### The task
Look below for the line containing "the wooden floor" and the line containing "the wooden pillar"; repeat exactly those two lines and all lines between them, and nothing else.

### Information supplied
-- Opening Marker --

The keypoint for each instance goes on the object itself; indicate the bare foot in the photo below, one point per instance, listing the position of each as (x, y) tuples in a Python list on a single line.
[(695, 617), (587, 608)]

-- Closing Marker --
-- Opening Marker --

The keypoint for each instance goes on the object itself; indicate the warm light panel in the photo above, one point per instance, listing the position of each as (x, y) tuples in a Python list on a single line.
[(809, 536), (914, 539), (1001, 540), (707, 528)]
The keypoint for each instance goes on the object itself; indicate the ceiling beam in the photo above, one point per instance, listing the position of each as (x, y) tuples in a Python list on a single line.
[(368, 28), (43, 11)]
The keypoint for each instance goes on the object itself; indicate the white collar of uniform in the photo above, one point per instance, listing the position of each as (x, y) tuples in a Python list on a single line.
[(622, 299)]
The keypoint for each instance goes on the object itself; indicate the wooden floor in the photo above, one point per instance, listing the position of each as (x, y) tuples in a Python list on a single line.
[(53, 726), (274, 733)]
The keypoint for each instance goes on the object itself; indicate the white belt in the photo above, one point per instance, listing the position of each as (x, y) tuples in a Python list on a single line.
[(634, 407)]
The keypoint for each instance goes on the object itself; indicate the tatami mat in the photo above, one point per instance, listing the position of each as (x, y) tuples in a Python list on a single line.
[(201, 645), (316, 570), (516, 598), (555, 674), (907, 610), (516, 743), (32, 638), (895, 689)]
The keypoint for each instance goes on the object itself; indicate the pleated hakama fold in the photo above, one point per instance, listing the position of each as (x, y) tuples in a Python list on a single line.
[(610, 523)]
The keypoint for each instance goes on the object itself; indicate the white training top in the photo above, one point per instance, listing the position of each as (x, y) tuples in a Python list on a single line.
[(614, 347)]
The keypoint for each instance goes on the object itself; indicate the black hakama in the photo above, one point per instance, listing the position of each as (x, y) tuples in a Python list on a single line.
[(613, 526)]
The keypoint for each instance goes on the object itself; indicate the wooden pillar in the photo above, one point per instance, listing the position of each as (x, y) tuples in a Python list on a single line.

-- Closing Marker --

### Task result
The keypoint for each instance goes on the object itself; indicate the wooden floor in the photo above, one point per instance, listing the position of each as (x, y) tuples in a Python list on a single line.
[(53, 726), (274, 733)]
The keypoint for each instance goes on the object itself; indicate the white belt in the photo above, one point per instance, listing the position of each as (x, y) tuples in a Python list on a single line.
[(634, 407)]
The keypoint for each instance goes on the object itself; indicate the tatami mat in the photo above, one point per instance, listing the position of each as (x, y) tuples in a Python list on a single line.
[(201, 645), (316, 570), (516, 598), (555, 674), (907, 610), (516, 743), (32, 638), (895, 689)]
The keypoint for each instance goes on the object itself; indicate the pleated hakama fold in the photo above, one point per instance, listing the position of each as (x, y) tuples in a Python list on a single line.
[(610, 523)]
The keypoint for each instance goes on the object itself; indicate the white training top in the photo above, one point per instance, listing the position of each as (x, y) tuples in a Python list on a single line.
[(614, 347)]
The keypoint for each instance goes on the object itself; indicate the black hakama in the photo above, one point per instance, listing the position of each as (x, y) tuples in a Python list on a single line.
[(613, 526)]
The keypoint for each instance goes on the object itself; indicate the wooden pillar in the photo above, one point per instance, listing the position of each as (x, y) tuples in a Python list on a single line.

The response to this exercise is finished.